All lines from the one holding "the red polka" to the end of the listing are to be output exactly, both ends included, with any pictures left out.

## Dataset content
☆ ☆ ☆ ☆

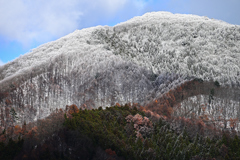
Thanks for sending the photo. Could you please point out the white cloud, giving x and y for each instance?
(1, 62)
(29, 21)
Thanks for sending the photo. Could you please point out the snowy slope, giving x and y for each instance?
(133, 61)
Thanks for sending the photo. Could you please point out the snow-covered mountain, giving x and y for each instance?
(134, 61)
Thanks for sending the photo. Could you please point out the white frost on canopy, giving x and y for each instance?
(160, 41)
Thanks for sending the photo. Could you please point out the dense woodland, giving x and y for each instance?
(177, 74)
(119, 132)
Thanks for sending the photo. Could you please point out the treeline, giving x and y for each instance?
(125, 132)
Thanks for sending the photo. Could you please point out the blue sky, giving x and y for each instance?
(26, 24)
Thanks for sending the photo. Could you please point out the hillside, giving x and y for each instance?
(174, 65)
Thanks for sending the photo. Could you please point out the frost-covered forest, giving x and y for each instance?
(136, 61)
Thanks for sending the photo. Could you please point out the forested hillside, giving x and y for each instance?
(179, 68)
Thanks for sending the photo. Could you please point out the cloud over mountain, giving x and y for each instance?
(41, 21)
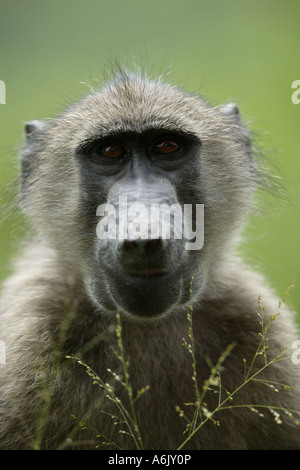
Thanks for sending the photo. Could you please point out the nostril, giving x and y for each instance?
(129, 245)
(146, 247)
(152, 246)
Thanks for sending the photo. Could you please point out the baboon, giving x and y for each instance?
(187, 340)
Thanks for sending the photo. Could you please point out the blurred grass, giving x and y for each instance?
(245, 51)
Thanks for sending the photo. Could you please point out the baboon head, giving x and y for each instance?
(114, 158)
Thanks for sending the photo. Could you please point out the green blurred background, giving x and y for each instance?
(246, 51)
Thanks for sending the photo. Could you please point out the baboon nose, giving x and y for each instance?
(142, 247)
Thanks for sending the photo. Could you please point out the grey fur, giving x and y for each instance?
(48, 311)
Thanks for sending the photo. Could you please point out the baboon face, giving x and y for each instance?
(115, 157)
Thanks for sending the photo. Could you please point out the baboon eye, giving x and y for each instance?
(113, 151)
(166, 147)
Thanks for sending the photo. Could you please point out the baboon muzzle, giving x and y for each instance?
(142, 247)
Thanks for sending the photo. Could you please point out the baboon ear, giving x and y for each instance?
(33, 132)
(231, 110)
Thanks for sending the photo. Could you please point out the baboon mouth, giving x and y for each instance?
(145, 273)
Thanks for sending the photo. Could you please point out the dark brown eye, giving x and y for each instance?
(167, 146)
(113, 151)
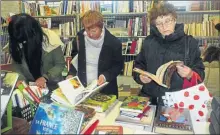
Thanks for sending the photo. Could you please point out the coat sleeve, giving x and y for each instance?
(140, 63)
(117, 64)
(73, 54)
(196, 63)
(17, 68)
(59, 64)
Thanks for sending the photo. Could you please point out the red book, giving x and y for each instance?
(133, 47)
(141, 115)
(91, 128)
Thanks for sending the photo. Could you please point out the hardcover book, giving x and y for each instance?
(75, 92)
(134, 104)
(8, 81)
(55, 119)
(99, 101)
(173, 121)
(163, 73)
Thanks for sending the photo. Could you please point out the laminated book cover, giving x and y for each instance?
(173, 121)
(55, 119)
(134, 104)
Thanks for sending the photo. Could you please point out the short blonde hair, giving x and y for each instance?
(92, 18)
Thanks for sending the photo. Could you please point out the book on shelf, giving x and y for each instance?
(55, 119)
(163, 73)
(173, 121)
(135, 104)
(109, 129)
(75, 92)
(8, 82)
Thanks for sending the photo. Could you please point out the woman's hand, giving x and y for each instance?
(41, 82)
(184, 71)
(69, 76)
(18, 83)
(145, 79)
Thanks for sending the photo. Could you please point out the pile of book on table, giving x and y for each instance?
(136, 113)
(171, 120)
(214, 126)
(73, 108)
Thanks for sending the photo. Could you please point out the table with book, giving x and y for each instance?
(76, 109)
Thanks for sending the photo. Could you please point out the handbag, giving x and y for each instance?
(197, 99)
(193, 96)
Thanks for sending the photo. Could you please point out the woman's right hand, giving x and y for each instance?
(69, 76)
(145, 79)
(18, 83)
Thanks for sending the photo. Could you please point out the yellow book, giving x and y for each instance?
(163, 73)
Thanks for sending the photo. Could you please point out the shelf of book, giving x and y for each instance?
(57, 16)
(126, 14)
(199, 12)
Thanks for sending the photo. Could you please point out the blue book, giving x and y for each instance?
(55, 119)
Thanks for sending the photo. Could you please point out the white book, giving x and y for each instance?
(75, 92)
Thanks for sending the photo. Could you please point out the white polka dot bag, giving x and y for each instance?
(197, 99)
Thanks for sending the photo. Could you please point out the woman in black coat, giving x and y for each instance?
(167, 41)
(99, 54)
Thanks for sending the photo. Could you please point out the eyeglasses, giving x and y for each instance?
(166, 23)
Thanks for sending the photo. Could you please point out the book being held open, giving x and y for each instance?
(75, 92)
(163, 73)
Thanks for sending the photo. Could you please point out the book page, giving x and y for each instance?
(90, 91)
(152, 76)
(71, 88)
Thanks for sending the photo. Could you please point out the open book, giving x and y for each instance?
(163, 74)
(75, 92)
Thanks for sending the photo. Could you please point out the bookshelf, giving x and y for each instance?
(117, 20)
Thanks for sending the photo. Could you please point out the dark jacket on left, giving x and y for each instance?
(110, 61)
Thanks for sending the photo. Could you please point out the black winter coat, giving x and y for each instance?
(157, 51)
(110, 61)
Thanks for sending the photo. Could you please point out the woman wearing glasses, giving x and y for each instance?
(99, 53)
(167, 41)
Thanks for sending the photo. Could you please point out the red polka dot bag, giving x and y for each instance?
(193, 96)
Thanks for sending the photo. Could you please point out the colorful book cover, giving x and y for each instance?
(100, 101)
(134, 104)
(55, 119)
(105, 129)
(173, 120)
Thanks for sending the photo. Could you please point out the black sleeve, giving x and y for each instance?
(74, 48)
(74, 52)
(217, 26)
(117, 64)
(140, 63)
(196, 63)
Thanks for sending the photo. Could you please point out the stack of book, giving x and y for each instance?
(136, 113)
(173, 121)
(71, 92)
(214, 127)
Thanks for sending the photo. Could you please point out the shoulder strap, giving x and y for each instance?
(186, 57)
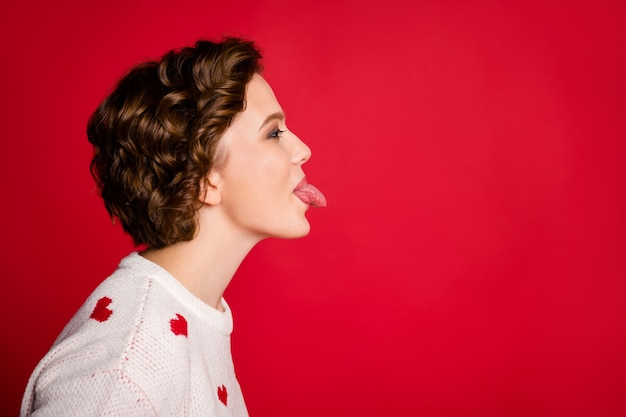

☆ ☆ ☆ ☆

## Solution
Thanks for sending the photo. Could you please point out the red polka dot bag, giving x and y for each instance?
(193, 96)
Thanks for sending the photo. Could you please point out the colorful book cover, giving x and y for each instance?
(100, 101)
(134, 104)
(55, 119)
(105, 129)
(173, 120)
Thanks for sending the photo. Could you please point out the black sleeve, giving x and y for each instance?
(74, 48)
(74, 52)
(217, 26)
(117, 64)
(140, 63)
(196, 63)
Thanks for sending the photo. Could you please point out the stack of book, giving x and y for each instance?
(136, 113)
(173, 121)
(71, 92)
(214, 127)
Thanks for sending the photo. Could you please point out the shoulder strap, giving x and y for each instance?
(186, 57)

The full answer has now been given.